*Document passage*.
┄┄┄┄┄┄
The BRCA genes (BReast CAncer genes) are tumor suppressor genes that fix damaged DNA within cells. When these genes contain harmful changes, or mutations, they cannot perform this repair function correctly, which significantly increases a person’s lifetime risk of developing certain cancers, most notably breast and ovarian cancer. The discovery of these genes represented a shift in the understanding of hereditary disease, moving the focus from statistical risk assessment to identifying a specific genetic cause. Exploring the history of this discovery reveals a rapid progression from recognizing a familial pattern to isolating the genes that allow for modern genetic testing.
Early Understanding of Hereditary Cancer
Long before scientists could pinpoint the specific genes, clinicians and researchers had observed a strong pattern of cancer clustering within certain families. This familial incidence, which often included multiple relatives developing breast and ovarian cancers at younger-than-average ages, pointed toward a powerful, inherited factor. Early epidemiological studies in the 19th and 20th centuries documented these family histories, suggesting a direct hereditary component to the disease.
The scientific hypothesis focused on the idea that a single, high-risk gene was being passed down through generations, following an autosomal dominant pattern of inheritance. This belief led to a new type of research called linkage studies, which used genetic markers to track the inheritance of the disease through large, multi-generational families. These studies were designed to map the location of the unknown gene to a specific region on a human chromosome. By the early 1990s, this work had successfully narrowed the search for the first major breast cancer gene to a precise location on the long arm of chromosome 17.
The Pinpointing of BRCA1
The years of meticulous linkage analysis culminated in the isolation of the first gene in 1994. The gene, named BRCA1, was officially identified through the process of positional cloning. This technique involved isolating a gene based solely on its location on a chromosome, using the regional map created by earlier linkage studies.
In September 1994, a team of US scientists, including Mark Skolnick, published the foundational paper announcing the cloning and sequencing of the BRCA1 gene. The identification of BRCA1 on chromosome 17q21 confirmed that this gene was responsible for a substantial portion of inherited breast and ovarian cancers. Although Mary-Claire King’s group had previously mapped the location to chromosome 17 in 1990, the full gene sequence was published by the competing team. This discovery established BRCA1 as a tumor suppressor gene that functions in DNA repair.
┄┄┄┄┄┄
*Information*.

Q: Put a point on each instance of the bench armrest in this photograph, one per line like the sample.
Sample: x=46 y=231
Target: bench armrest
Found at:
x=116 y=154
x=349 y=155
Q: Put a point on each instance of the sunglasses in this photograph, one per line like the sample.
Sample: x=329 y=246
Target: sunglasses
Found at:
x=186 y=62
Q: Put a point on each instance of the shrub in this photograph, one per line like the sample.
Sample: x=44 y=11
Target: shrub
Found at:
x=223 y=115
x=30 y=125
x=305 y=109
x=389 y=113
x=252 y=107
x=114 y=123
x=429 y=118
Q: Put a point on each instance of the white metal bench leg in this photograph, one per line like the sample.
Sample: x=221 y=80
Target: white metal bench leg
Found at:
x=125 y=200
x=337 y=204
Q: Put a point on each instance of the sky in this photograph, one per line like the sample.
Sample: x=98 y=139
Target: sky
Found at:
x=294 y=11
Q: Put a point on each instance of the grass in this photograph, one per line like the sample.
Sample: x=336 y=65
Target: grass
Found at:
┄┄┄┄┄┄
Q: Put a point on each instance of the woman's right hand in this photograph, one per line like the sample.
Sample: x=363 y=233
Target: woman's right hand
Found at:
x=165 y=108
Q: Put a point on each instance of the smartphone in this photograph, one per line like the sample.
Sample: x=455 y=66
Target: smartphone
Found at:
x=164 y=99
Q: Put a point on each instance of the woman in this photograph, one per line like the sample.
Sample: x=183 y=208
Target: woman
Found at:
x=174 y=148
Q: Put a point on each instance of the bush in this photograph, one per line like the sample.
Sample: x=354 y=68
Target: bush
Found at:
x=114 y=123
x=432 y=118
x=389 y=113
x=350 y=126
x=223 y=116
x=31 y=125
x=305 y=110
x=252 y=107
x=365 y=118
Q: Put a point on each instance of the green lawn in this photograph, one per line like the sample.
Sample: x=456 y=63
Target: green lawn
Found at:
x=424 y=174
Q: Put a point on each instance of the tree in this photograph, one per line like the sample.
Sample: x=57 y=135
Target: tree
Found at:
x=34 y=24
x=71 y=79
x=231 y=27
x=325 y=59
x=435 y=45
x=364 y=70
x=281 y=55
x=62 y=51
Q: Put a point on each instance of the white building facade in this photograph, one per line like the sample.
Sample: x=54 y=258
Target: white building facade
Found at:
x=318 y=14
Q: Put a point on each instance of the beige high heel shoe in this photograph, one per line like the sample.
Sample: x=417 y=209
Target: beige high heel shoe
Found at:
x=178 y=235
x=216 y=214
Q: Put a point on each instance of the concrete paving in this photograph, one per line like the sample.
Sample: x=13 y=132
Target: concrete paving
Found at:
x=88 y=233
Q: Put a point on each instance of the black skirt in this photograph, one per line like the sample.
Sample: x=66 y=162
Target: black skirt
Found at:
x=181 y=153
┄┄┄┄┄┄
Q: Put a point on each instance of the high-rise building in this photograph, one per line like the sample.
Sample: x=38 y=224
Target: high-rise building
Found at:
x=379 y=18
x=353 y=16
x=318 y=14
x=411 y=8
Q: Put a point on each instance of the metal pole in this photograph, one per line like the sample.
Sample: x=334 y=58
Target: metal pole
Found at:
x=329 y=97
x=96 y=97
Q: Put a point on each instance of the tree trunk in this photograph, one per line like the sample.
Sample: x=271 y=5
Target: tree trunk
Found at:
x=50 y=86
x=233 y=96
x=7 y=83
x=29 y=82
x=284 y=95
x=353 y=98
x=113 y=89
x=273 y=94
┄┄┄┄┄┄
*What this exercise asks*.
1. Please transcribe the passage on the BRCA genes word for word, beginning at the words "The Pinpointing of" and stopping after "earlier linkage studies.".
2. Write the next section of the passage on the BRCA genes, continuing from its final sentence.

*Responses for each task*.
1.
The Pinpointing of BRCA1
The years of meticulous linkage analysis culminated in the isolation of the first gene in 1994. The gene, named BRCA1, was officially identified through the process of positional cloning. This technique involved isolating a gene based solely on its location on a chromosome, using the regional map created by earlier linkage studies.

2.
Identifying BRCA2
The identification of BRCA1 did not account for all families with a strong history of hereditary breast cancer, suggesting the existence of at least one other major susceptibility gene. Researchers quickly began searching for this second factor in families whose cancer risk was not linked to BRCA1. This focused effort led to the discovery of BRCA2 just over a year later, in December 1995.
A team of researchers, primarily based at the Institute of Cancer Research in London and the Sanger Institute, successfully mapped and cloned the BRCA2 gene. They pinpointed its location on the long arm of chromosome 13, specifically at 13q12.3. The BRCA2 gene was also found to be a tumor suppressor involved in DNA repair, though its protein structure and specific interactions were distinct from BRCA1. BRCA2 mutations were found to be associated with a slightly different cancer spectrum, including a higher association with male breast cancer and pancreatic cancer.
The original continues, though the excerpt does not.